** Exercise brief **
Would you set down the data that follows, word for word, without any pictures?

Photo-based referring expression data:
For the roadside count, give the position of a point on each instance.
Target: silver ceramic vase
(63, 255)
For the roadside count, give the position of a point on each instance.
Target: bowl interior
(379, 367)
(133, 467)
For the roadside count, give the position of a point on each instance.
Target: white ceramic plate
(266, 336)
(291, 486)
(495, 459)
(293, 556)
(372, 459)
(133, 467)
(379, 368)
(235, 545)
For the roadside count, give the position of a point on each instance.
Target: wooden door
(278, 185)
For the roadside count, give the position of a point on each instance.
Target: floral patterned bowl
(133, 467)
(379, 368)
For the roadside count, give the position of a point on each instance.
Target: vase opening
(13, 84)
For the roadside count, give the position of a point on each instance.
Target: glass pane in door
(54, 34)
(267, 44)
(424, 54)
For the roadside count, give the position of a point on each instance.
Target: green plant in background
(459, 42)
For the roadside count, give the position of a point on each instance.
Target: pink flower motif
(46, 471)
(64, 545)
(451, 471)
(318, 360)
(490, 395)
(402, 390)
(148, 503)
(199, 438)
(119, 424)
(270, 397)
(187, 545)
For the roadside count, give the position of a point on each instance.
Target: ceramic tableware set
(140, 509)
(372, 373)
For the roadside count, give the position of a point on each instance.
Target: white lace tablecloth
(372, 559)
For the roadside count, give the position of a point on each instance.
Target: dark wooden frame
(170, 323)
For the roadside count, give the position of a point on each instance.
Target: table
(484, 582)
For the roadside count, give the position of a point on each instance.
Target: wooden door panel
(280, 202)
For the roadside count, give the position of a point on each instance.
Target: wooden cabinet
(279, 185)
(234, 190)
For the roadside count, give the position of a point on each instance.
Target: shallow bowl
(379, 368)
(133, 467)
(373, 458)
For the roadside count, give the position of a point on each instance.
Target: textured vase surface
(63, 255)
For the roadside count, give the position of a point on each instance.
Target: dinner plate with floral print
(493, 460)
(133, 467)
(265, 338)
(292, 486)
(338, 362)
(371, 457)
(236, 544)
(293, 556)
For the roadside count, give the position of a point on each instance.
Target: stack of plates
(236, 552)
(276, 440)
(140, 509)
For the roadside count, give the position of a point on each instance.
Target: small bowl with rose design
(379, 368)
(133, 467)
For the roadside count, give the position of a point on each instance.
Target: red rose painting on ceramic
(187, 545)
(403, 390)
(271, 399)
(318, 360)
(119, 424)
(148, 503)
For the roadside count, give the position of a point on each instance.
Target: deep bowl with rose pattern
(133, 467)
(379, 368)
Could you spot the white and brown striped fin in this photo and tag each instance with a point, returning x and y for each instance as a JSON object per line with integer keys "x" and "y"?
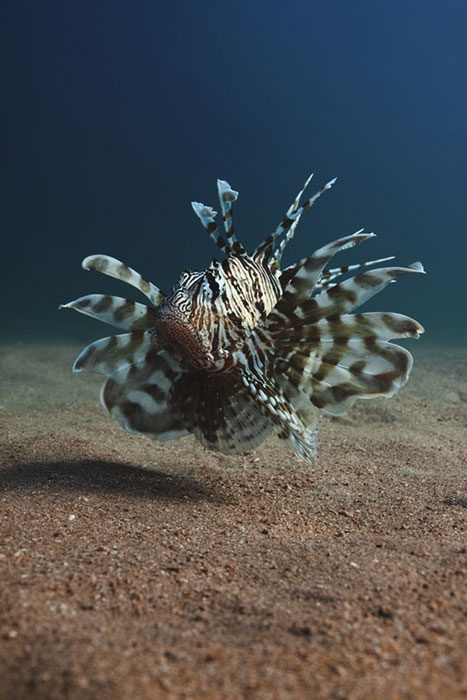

** Result below **
For the roadside count, give the position of a point on each instance.
Target: silver ceramic vase
(63, 255)
For the roadside count, give the position of a point on each instance.
Target: bowl interior
(379, 367)
(133, 467)
For the roadside count, give the position of a point on each instance.
Target: white ceramic plate
(266, 336)
(291, 486)
(495, 459)
(293, 556)
(372, 459)
(133, 467)
(379, 368)
(235, 545)
For the roadside count, give the position of a point on each instance.
Target: wooden door
(278, 185)
For the roadside count, give the position of a point on each instance.
Target: floral patterned bowl
(133, 467)
(379, 368)
For the roadside count, give the position of a point on each instance.
Target: vase opening
(13, 84)
For the roadside count, give the position of a point on each instance.
Target: glass pane in door
(54, 34)
(267, 44)
(424, 54)
For the roadside count, give the position of a point on each instance.
Target: green plant in background
(459, 42)
For the roadside count, give the position of a point on each instance.
Target: pink flower motif
(46, 471)
(64, 545)
(451, 471)
(318, 360)
(490, 395)
(402, 390)
(148, 503)
(199, 438)
(119, 424)
(270, 397)
(187, 545)
For the roadside count, give the position of a point on each instance.
Target: ceramic tableware set
(140, 509)
(372, 373)
For the roadside count, give the position of a point on each instance.
Target: white lace tablecloth
(372, 559)
For the roadside count, give the position of a point on each instance.
Target: dark wooden frame
(170, 323)
For the roadside count, give the position of a point on each instance.
Target: table
(484, 582)
For the roadside count, give the position of a point on each instance.
Target: wooden door panel
(280, 202)
For the roadside count, give the position of a point on each instance.
Target: wooden cabinet
(279, 185)
(234, 190)
For the roadside count, give the position of a point on each instance.
Target: shallow bowl
(379, 368)
(133, 467)
(373, 458)
For the roadside count, give the position of a point on each instance.
Target: textured vase surface
(63, 255)
For the roadside count, give the position of a point on each instance.
Target: dinner plate with floral print
(493, 460)
(133, 467)
(265, 338)
(292, 486)
(338, 362)
(371, 457)
(236, 544)
(293, 556)
For the roadside count, give the position of a point on each instance.
Target: stack of plates
(236, 552)
(276, 440)
(140, 509)
For the roadside count, give the position of a point on each instance.
Target: small bowl with rose design
(379, 368)
(133, 467)
For the roadside count, give the position of a point on each instance.
Target: red rose painting on ceramic
(187, 545)
(403, 390)
(271, 399)
(318, 360)
(119, 424)
(148, 503)
For the roadside count, give the position of a point on each instance.
Target: deep bowl with rose pattern
(133, 467)
(379, 368)
Could you spot the white and brown striped fin in this photo and tag each instance with a point, returning x and y for each instance as a JSON object per line with integer keys "x" and "y"?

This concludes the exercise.